Labeled shape records:
BEGIN

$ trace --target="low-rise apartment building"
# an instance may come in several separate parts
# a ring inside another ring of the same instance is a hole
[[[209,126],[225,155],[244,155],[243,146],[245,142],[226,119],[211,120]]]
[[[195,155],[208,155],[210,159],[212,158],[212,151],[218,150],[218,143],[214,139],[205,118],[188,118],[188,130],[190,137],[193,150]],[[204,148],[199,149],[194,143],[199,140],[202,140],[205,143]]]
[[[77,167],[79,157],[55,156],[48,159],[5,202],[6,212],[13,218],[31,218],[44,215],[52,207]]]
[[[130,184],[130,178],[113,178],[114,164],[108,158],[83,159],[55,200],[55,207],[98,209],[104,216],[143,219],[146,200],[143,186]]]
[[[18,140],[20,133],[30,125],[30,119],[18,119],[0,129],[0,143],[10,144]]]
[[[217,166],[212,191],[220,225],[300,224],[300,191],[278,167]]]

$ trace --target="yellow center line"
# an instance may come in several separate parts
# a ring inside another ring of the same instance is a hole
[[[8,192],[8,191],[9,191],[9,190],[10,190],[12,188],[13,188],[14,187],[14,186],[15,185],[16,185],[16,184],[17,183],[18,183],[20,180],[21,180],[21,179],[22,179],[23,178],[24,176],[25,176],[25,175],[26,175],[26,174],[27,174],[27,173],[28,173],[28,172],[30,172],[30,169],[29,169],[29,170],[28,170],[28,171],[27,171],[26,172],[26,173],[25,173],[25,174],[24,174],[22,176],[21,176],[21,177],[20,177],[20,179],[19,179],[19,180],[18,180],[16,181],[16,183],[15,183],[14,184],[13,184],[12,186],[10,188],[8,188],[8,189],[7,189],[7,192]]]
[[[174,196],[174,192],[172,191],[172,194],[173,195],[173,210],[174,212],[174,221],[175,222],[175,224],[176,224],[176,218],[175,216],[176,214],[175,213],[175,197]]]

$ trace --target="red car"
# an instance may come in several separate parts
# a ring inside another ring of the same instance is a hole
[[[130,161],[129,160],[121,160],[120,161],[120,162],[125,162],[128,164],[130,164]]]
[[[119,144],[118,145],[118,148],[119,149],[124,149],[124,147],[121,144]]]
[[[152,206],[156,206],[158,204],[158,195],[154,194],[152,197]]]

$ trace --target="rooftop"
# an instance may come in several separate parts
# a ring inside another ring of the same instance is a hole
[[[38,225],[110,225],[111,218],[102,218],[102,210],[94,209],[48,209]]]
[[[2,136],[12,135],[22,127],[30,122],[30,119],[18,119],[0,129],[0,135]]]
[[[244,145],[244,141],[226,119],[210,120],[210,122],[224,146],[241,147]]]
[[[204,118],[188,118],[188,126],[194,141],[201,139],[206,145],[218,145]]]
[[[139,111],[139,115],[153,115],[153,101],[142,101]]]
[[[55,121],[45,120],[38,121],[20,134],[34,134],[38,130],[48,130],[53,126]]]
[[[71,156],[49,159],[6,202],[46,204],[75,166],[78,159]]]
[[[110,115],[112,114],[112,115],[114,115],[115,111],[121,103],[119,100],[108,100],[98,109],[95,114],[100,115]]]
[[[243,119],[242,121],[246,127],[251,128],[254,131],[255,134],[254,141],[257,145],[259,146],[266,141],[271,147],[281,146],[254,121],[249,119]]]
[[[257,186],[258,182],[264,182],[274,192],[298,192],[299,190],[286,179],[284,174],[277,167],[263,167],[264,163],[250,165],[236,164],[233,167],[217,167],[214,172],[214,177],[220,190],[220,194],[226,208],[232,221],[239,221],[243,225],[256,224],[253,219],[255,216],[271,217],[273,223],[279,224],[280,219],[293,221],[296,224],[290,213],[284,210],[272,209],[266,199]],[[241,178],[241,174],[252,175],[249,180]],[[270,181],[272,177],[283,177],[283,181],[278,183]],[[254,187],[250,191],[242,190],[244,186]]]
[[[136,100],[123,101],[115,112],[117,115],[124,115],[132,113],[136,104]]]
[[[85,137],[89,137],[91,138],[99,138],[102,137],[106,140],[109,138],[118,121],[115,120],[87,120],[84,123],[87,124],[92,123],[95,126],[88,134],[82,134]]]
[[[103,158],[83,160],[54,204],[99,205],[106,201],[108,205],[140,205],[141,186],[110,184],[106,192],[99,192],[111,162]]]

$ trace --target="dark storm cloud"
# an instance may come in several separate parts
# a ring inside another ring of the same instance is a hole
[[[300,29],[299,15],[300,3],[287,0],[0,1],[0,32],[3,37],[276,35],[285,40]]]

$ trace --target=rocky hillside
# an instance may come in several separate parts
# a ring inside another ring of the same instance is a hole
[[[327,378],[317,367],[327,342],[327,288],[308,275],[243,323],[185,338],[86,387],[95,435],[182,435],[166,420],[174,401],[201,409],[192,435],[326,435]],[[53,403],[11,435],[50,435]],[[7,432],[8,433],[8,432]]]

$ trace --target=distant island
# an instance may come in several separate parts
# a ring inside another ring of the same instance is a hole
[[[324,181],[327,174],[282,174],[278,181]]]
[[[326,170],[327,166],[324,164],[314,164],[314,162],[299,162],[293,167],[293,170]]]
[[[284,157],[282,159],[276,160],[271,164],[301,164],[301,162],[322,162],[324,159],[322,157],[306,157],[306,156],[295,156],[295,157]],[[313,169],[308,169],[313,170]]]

END

**What you need to do**:
Convert every line of the material above into a Markdown table with the columns n and Line, numbering the rows in order and leaving out blank lines.

**Result of this exercise**:
| n | Line |
|---|---|
| 1 | $ trace --target="low-rise apartment building" |
| 2 | # an instance may come in several separate parts |
| 3 | # a ring inside another ring of the same instance is a hole |
| 4 | [[[209,126],[225,155],[244,155],[243,146],[245,142],[226,119],[211,120]]] |
| 5 | [[[195,155],[208,155],[210,159],[212,158],[212,151],[218,150],[218,143],[214,139],[205,118],[188,118],[188,130],[190,137],[193,150]],[[204,148],[199,149],[194,143],[199,140],[202,140],[205,143]]] |
| 6 | [[[77,167],[79,157],[55,156],[48,159],[5,202],[6,212],[13,218],[31,218],[44,215],[52,207]]] |
| 7 | [[[130,184],[130,178],[113,178],[114,164],[108,158],[83,159],[55,200],[55,207],[98,209],[104,216],[143,219],[146,200],[143,186]]] |
| 8 | [[[18,140],[20,133],[30,125],[30,119],[18,119],[0,129],[0,143],[10,144]]] |
| 9 | [[[217,166],[212,191],[220,225],[300,224],[300,191],[278,167]]] |
| 10 | $ trace --target="yellow center line" |
| 11 | # an instance may come in several separate parts |
| 12 | # a ring inside another ring of the same instance is a hole |
| 13 | [[[8,192],[8,191],[9,191],[9,190],[10,190],[12,188],[13,188],[14,187],[14,186],[15,185],[16,185],[16,184],[17,183],[18,183],[20,180],[21,180],[21,179],[22,179],[23,178],[24,176],[25,176],[25,175],[26,175],[26,174],[27,174],[27,173],[28,173],[28,172],[30,172],[30,169],[29,169],[29,170],[28,170],[28,171],[27,171],[26,172],[26,173],[25,173],[25,174],[24,174],[22,176],[21,176],[21,177],[20,177],[20,179],[19,179],[19,180],[18,180],[16,181],[16,183],[15,183],[14,184],[13,184],[12,186],[10,188],[8,188],[8,189],[7,189],[7,192]]] |
| 14 | [[[174,196],[174,192],[172,191],[172,194],[173,195],[173,210],[174,212],[174,221],[175,222],[175,224],[176,224],[176,218],[175,216],[176,214],[175,213],[175,197]]] |
| 15 | $ trace --target="red car" |
| 16 | # an instance may come in several separate parts |
| 17 | # a ring inside another ring of the same instance is a hole |
| 18 | [[[130,161],[129,160],[121,160],[120,161],[120,162],[125,162],[128,164],[130,164]]] |
| 19 | [[[119,144],[118,145],[118,148],[119,149],[124,149],[124,147],[121,144]]] |
| 20 | [[[152,206],[156,206],[158,204],[158,195],[154,194],[152,197]]] |
| 21 | $ trace --target="rooftop" |
| 22 | # an instance may come in several separate parts |
| 23 | # a ring inside another ring of the same instance is a hole |
| 24 | [[[38,225],[110,225],[111,218],[102,218],[102,210],[94,209],[48,209]]] |
| 25 | [[[2,136],[12,135],[22,127],[30,122],[30,119],[18,119],[0,129],[0,135]]] |
| 26 | [[[244,145],[244,141],[226,119],[210,120],[210,122],[224,146],[241,147]]] |
| 27 | [[[204,118],[188,118],[188,126],[194,141],[201,139],[206,145],[218,145]]] |
| 28 | [[[139,111],[139,115],[153,115],[153,101],[142,101]]] |
| 29 | [[[55,121],[45,120],[38,121],[20,134],[34,134],[38,130],[48,130],[53,126]]] |
| 30 | [[[71,156],[49,159],[6,202],[46,204],[75,166],[78,159]]] |
| 31 | [[[110,115],[112,114],[112,115],[114,115],[115,111],[121,103],[119,100],[108,100],[98,109],[95,114],[100,115]]] |
| 32 | [[[243,119],[242,121],[246,127],[251,128],[254,131],[255,134],[254,141],[257,145],[259,146],[266,141],[271,147],[281,146],[254,121],[249,119]]] |
| 33 | [[[257,186],[258,182],[264,182],[274,192],[298,192],[299,190],[286,179],[284,174],[277,167],[263,167],[264,163],[250,165],[236,164],[233,167],[217,167],[214,172],[214,177],[220,190],[220,194],[226,208],[232,221],[239,221],[243,225],[256,224],[253,219],[255,216],[271,217],[273,223],[279,224],[280,219],[293,221],[296,224],[290,213],[284,210],[272,209],[266,199]],[[241,178],[241,174],[252,175],[249,180]],[[270,181],[272,177],[283,177],[283,181],[278,183]],[[254,187],[250,191],[242,190],[244,186]]] |
| 34 | [[[136,100],[123,101],[115,112],[117,115],[124,115],[132,113],[136,104]]] |
| 35 | [[[85,137],[89,137],[91,138],[99,138],[102,137],[106,140],[109,138],[118,121],[115,120],[87,120],[84,123],[87,124],[92,123],[95,126],[88,134],[82,134]]] |
| 36 | [[[103,158],[83,160],[54,204],[99,205],[106,201],[108,205],[140,205],[141,186],[110,184],[106,192],[99,192],[111,162]]] |
| 37 | $ trace --target="dark storm cloud" |
| 38 | # an instance may come in several separate parts |
| 39 | # a ring inside another ring of the same instance is a hole |
| 40 | [[[300,29],[299,15],[300,3],[287,0],[0,1],[0,32],[3,37],[276,35],[285,40]]] |
| 41 | $ trace --target=rocky hillside |
| 42 | # an instance may come in several separate parts |
| 43 | # a ring inside another ring of the same instance is a hole |
| 44 | [[[327,378],[317,367],[327,342],[327,288],[308,275],[243,323],[185,338],[86,387],[95,435],[182,435],[166,420],[174,401],[201,409],[192,435],[326,435]],[[53,403],[11,435],[50,435]],[[7,432],[8,433],[8,432]]] |
| 45 | $ trace --target=distant island |
| 46 | # an instance may come in several separate parts |
| 47 | # a ring inside another ring of the same instance is a hole |
| 48 | [[[324,181],[327,174],[282,174],[278,181]]] |
| 49 | [[[326,170],[327,166],[324,164],[314,164],[314,162],[299,162],[293,167],[293,170]]] |
| 50 | [[[284,157],[282,159],[276,160],[271,164],[301,164],[301,162],[322,162],[324,159],[322,157],[306,157],[306,156],[295,156],[295,157]],[[313,169],[308,169],[313,170]]] |